▶ Task objective
Please repeat the lines below exactly. Begin with the line containing "Query: boy's eyebrow" and go on through the line containing "Mark the boy's lips".

----

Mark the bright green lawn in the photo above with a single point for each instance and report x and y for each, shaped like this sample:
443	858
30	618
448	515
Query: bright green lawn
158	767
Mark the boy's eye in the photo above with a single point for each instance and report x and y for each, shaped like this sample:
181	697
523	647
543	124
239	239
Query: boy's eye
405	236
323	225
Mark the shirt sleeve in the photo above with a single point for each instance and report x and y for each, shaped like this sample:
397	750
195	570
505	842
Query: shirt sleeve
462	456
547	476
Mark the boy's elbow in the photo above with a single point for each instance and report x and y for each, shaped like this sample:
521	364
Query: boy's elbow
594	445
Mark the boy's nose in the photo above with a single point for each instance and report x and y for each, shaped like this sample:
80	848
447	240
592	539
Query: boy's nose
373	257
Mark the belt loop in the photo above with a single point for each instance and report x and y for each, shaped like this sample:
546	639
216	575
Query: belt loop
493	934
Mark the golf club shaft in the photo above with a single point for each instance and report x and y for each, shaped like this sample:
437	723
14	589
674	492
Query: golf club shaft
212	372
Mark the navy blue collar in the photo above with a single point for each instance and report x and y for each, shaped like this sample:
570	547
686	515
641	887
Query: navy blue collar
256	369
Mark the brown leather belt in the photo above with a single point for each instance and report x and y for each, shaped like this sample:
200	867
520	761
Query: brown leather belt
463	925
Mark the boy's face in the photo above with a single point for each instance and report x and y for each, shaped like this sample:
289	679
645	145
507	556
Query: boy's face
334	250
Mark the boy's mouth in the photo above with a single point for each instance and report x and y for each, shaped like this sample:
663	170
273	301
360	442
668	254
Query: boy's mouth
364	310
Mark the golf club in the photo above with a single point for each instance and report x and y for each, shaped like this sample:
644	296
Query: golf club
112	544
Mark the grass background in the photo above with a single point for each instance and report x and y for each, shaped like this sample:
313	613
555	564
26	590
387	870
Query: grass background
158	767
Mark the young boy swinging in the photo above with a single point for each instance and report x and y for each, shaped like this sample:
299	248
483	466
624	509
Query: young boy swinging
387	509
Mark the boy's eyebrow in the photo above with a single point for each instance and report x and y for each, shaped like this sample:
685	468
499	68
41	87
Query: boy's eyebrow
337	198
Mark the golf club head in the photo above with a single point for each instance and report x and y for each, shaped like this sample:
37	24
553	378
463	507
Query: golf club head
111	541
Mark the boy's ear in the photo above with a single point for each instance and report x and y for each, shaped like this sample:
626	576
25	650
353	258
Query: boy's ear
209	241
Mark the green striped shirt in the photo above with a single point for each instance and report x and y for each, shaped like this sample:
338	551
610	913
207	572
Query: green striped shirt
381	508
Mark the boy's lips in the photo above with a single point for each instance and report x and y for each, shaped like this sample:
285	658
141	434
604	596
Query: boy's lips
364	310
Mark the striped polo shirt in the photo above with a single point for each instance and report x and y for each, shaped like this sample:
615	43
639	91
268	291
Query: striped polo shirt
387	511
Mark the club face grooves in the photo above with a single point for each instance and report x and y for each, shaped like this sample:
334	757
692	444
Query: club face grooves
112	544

----

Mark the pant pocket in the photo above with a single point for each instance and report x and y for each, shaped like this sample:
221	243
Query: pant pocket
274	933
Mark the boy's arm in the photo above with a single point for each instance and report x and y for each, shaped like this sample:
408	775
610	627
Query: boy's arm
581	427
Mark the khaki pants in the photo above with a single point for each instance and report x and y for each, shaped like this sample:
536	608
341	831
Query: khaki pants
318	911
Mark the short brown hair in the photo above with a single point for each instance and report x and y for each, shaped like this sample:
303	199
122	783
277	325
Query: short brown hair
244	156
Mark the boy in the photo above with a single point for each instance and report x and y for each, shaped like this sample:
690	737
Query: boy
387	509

----

▶ Solution to the exercise
Query: boy's eyebrow
337	198
Mark the golf club head in the photo above with a single point for each instance and report x and y for each, shaped like this sample:
37	24
553	378
463	507
Query: golf club head
111	541
Mark the boy's ear in the photo above with a single point for each instance and report x and y for each, shaped like this sample:
626	576
25	650
353	258
Query: boy's ear
209	241
Mark the green striped shirt in the photo above with a single point for each instance and report x and y for each, shaped like this sample:
338	551
610	913
207	572
Query: green striped shirt
381	508
Mark the boy's lips in the photo above with a single point for each instance and report x and y for each, shaped like this sample:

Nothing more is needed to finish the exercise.